Stated goal:
In the records below, retype the lines between the one containing "the cloud near" and the one containing "[83,99,207,164]", inclusive, without changing a character.

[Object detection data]
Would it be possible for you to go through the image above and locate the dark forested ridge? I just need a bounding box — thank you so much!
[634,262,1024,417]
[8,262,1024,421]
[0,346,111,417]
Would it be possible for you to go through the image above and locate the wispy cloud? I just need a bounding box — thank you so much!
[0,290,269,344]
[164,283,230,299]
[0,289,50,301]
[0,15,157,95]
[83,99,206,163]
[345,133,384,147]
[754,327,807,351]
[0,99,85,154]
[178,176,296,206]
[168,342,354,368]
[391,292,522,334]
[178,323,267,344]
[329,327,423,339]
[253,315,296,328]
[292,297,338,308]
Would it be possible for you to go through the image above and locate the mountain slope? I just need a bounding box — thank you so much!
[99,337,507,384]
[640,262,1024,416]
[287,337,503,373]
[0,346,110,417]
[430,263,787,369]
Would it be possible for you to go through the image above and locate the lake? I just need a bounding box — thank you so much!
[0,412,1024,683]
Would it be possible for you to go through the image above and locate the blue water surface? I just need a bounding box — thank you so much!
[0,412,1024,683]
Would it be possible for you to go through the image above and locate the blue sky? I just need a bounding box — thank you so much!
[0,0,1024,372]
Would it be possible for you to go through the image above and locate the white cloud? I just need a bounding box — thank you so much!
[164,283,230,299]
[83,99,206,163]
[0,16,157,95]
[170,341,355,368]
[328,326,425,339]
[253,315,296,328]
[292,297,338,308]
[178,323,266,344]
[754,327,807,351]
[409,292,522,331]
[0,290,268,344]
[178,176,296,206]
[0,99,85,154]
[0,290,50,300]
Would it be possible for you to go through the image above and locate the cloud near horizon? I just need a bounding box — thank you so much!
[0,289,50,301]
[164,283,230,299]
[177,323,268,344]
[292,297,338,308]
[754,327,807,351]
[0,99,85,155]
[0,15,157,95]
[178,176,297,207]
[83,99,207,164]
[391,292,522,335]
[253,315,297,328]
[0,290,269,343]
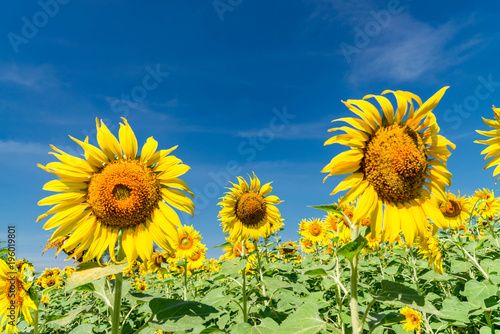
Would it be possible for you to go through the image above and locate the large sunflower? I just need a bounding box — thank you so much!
[437,191,470,228]
[474,106,500,183]
[37,118,194,263]
[0,259,36,334]
[218,173,283,241]
[322,87,455,245]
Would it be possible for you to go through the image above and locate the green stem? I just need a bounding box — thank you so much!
[350,224,361,334]
[184,259,187,300]
[241,268,248,322]
[253,240,267,305]
[33,284,40,334]
[452,241,493,284]
[241,240,248,323]
[134,313,155,334]
[111,231,124,334]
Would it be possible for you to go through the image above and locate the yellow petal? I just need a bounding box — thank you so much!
[118,117,137,160]
[124,227,137,263]
[38,191,87,205]
[330,173,364,195]
[95,118,122,161]
[161,188,194,216]
[141,137,158,164]
[321,149,364,182]
[363,95,394,124]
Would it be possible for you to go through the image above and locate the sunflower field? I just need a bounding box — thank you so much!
[0,87,500,334]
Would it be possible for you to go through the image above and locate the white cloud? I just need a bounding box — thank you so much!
[0,140,50,154]
[0,63,57,89]
[236,121,332,140]
[348,14,480,84]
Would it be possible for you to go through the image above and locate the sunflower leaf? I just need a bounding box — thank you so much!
[66,263,127,291]
[149,298,219,332]
[308,204,342,215]
[276,303,326,334]
[337,235,368,261]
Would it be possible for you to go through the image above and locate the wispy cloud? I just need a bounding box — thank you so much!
[309,0,486,85]
[0,140,48,154]
[0,62,58,89]
[348,13,481,84]
[235,121,331,140]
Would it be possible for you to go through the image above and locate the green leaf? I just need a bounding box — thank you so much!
[309,204,342,215]
[479,326,496,334]
[254,318,279,334]
[201,288,231,309]
[304,268,328,276]
[337,235,368,261]
[70,324,92,334]
[47,305,92,327]
[373,280,442,316]
[66,263,127,291]
[212,242,233,248]
[149,298,219,332]
[462,280,497,308]
[276,303,326,334]
[263,277,292,293]
[200,327,224,334]
[441,296,474,324]
[219,257,247,276]
[366,311,405,332]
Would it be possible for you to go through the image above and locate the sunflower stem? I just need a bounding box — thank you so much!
[111,231,124,334]
[350,223,361,334]
[184,258,187,300]
[253,240,267,306]
[241,240,248,323]
[33,286,40,334]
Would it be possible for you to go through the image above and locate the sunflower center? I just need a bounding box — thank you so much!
[180,237,193,249]
[191,251,201,261]
[87,160,161,228]
[309,225,321,237]
[439,199,462,218]
[361,124,428,203]
[4,273,26,308]
[236,192,266,226]
[112,184,130,200]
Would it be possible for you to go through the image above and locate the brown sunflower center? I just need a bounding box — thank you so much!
[281,244,295,254]
[361,124,428,203]
[180,237,193,249]
[236,192,266,226]
[4,273,26,308]
[309,225,321,237]
[87,160,161,228]
[439,198,462,218]
[191,251,201,261]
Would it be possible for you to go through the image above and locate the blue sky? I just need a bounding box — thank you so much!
[0,0,500,270]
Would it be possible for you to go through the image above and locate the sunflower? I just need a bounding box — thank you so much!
[148,251,167,273]
[221,238,255,260]
[279,240,299,257]
[474,198,500,220]
[322,87,455,246]
[300,238,315,254]
[37,118,194,263]
[301,218,327,244]
[418,234,443,274]
[0,259,37,334]
[474,106,500,183]
[187,244,207,271]
[173,225,202,260]
[437,191,470,228]
[217,172,283,241]
[399,306,422,332]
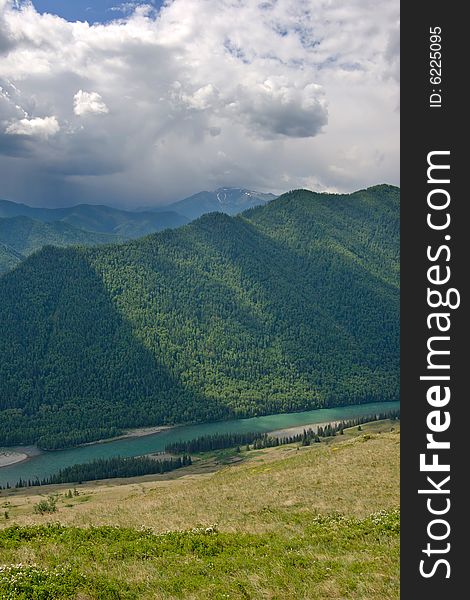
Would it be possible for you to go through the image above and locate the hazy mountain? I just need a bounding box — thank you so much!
[0,200,188,239]
[0,186,399,447]
[0,216,125,274]
[154,188,276,220]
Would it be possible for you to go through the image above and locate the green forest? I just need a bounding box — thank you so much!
[0,185,399,448]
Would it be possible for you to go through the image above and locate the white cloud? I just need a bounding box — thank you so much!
[73,90,109,117]
[5,117,60,139]
[0,0,399,205]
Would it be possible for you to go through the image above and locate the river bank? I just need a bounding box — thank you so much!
[0,450,29,468]
[0,402,400,487]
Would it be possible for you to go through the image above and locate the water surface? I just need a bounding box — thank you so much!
[0,402,400,486]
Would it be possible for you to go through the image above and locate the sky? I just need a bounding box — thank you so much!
[0,0,400,208]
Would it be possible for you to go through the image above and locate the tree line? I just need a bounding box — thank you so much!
[8,455,192,488]
[165,409,400,454]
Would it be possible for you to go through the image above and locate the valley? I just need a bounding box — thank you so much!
[0,186,399,450]
[0,421,399,600]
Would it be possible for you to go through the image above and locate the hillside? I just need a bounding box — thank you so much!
[0,216,123,273]
[0,421,400,600]
[0,200,188,239]
[0,186,399,445]
[0,242,24,275]
[161,188,276,220]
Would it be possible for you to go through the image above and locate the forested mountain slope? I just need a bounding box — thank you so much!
[0,216,124,274]
[0,200,189,239]
[0,186,399,447]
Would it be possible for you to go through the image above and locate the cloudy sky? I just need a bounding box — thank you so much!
[0,0,399,207]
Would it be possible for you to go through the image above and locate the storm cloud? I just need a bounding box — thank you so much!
[0,0,399,206]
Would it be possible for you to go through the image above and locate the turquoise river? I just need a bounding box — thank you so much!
[0,402,400,486]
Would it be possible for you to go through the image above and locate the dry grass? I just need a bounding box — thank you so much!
[0,421,399,600]
[2,421,399,533]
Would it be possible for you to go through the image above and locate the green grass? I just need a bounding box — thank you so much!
[0,421,399,600]
[0,510,399,600]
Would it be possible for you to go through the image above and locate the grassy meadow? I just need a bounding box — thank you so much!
[0,421,399,600]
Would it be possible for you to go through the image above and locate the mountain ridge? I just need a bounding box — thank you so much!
[0,186,399,447]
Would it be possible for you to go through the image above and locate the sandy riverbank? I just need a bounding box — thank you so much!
[80,425,177,446]
[0,450,29,467]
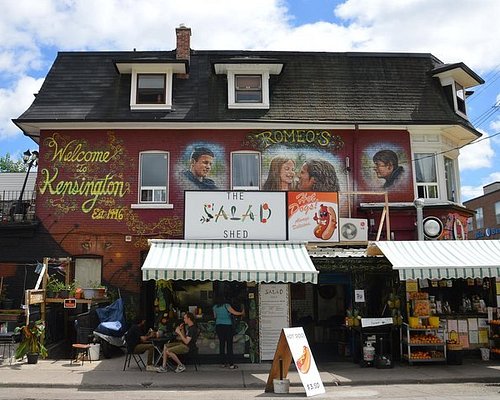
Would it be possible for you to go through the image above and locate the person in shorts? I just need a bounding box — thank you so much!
[157,312,198,373]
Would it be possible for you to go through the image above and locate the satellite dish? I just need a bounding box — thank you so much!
[340,222,358,240]
[423,217,443,239]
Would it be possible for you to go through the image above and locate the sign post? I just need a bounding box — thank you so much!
[265,327,325,397]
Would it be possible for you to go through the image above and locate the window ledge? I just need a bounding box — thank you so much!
[227,103,269,110]
[130,203,174,210]
[130,104,172,111]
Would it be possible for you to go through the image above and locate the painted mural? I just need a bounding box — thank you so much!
[176,142,227,190]
[288,192,339,242]
[38,132,182,247]
[261,145,343,192]
[360,142,412,192]
[38,132,130,220]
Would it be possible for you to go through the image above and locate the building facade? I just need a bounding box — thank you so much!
[9,27,490,358]
[464,182,500,240]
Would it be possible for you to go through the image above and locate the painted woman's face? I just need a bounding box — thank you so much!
[280,160,295,185]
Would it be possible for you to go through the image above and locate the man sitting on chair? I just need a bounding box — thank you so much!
[157,312,198,372]
[125,318,156,371]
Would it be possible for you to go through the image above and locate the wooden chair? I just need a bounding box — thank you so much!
[178,345,200,371]
[0,334,16,365]
[123,340,146,371]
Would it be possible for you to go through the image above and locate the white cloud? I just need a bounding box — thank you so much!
[459,131,495,170]
[0,76,43,140]
[336,0,500,70]
[461,171,500,201]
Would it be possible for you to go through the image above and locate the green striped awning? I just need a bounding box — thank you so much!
[142,239,318,283]
[375,240,500,280]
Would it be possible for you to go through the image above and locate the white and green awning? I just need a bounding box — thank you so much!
[142,239,318,283]
[375,240,500,280]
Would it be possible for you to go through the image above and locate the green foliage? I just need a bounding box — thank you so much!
[15,320,48,359]
[0,153,28,172]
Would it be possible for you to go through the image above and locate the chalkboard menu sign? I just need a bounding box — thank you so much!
[259,283,290,361]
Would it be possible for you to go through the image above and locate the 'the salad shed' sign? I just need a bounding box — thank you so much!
[184,191,286,240]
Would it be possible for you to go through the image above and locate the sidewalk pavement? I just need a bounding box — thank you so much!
[0,356,500,391]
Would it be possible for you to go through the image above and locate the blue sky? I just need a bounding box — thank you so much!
[0,0,500,201]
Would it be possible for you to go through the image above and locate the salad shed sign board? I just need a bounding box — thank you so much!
[266,327,325,397]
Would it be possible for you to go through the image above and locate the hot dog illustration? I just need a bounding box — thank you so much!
[313,204,337,240]
[295,346,311,374]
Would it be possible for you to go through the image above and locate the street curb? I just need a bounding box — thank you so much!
[0,377,498,392]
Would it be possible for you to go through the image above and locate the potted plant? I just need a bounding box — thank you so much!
[83,282,106,299]
[15,320,48,364]
[45,277,61,298]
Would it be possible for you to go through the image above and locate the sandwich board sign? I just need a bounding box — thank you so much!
[265,327,325,397]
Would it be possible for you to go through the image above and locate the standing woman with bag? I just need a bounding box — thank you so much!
[213,297,245,369]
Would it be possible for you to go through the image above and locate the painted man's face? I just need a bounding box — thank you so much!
[298,164,316,192]
[191,154,214,179]
[373,161,394,178]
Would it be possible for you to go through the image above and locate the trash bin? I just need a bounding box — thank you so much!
[89,343,101,361]
[479,347,490,361]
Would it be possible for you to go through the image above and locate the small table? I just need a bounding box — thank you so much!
[151,336,172,367]
[0,332,15,364]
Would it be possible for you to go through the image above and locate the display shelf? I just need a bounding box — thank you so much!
[488,319,500,360]
[401,323,446,365]
[403,354,446,363]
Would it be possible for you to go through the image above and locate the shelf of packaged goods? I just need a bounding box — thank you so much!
[403,354,446,363]
[403,340,444,347]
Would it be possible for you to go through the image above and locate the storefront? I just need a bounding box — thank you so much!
[375,241,500,362]
[142,239,318,362]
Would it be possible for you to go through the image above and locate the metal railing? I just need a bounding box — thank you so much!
[0,190,36,223]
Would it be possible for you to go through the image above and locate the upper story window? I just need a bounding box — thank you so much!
[214,59,283,109]
[231,151,260,190]
[455,82,467,114]
[136,74,167,104]
[432,63,484,118]
[444,157,457,202]
[139,152,169,203]
[475,207,484,229]
[411,134,460,203]
[414,153,439,199]
[234,75,262,103]
[115,59,187,111]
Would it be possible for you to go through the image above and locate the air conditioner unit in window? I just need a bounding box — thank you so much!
[339,218,368,242]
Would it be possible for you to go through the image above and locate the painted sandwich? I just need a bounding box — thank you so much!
[295,346,311,374]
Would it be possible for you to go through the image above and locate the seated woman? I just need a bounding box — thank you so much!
[157,312,198,372]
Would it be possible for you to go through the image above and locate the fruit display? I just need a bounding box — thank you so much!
[401,317,447,364]
[413,300,431,317]
[409,292,429,300]
[410,351,432,360]
[410,333,443,344]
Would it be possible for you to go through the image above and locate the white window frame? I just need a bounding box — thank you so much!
[130,64,173,110]
[75,256,102,288]
[495,201,500,224]
[411,131,461,204]
[231,150,262,190]
[214,63,283,110]
[227,71,269,109]
[474,207,484,229]
[131,150,173,209]
[443,155,459,203]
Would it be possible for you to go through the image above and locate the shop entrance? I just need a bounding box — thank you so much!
[291,272,352,361]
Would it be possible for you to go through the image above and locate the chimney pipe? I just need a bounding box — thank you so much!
[175,24,191,79]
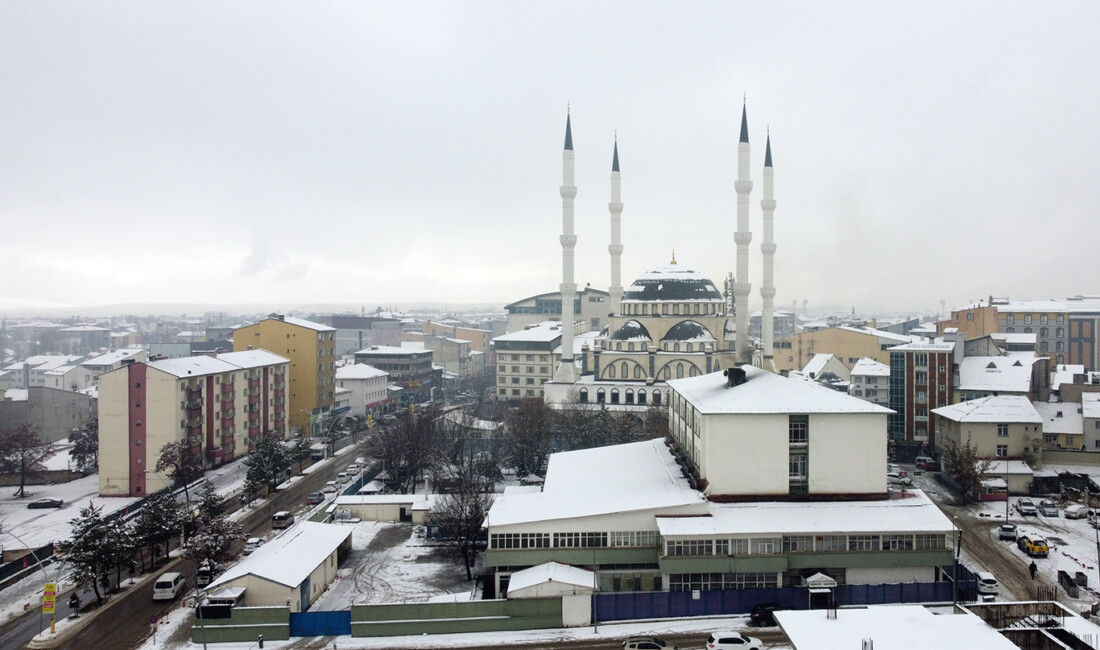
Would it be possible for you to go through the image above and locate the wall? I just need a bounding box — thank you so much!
[191,607,290,643]
[351,598,563,637]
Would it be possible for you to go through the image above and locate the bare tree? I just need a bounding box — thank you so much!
[153,438,204,505]
[0,425,54,498]
[944,437,993,506]
[431,459,493,580]
[505,399,557,476]
[366,408,446,494]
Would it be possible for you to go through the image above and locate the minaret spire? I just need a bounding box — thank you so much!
[734,104,752,364]
[760,129,776,372]
[553,108,578,384]
[607,134,623,315]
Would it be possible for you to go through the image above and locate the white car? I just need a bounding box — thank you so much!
[706,630,763,650]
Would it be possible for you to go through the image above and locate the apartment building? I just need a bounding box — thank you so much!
[233,313,337,434]
[99,350,290,496]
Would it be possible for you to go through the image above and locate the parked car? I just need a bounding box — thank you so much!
[1065,504,1089,519]
[749,603,787,627]
[887,472,913,485]
[975,571,1000,594]
[706,630,763,650]
[1016,535,1051,558]
[1016,497,1038,517]
[244,537,264,555]
[623,637,677,650]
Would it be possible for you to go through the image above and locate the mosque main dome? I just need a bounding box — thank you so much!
[623,264,725,302]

Task response:
Would it be possible for you to go through the image above and locate the cloud near horizon? I just need a bounding box — thank you so much!
[0,289,50,301]
[164,283,230,299]
[177,323,268,344]
[292,297,338,308]
[754,327,807,351]
[0,99,85,155]
[0,15,157,95]
[178,176,297,207]
[83,99,207,164]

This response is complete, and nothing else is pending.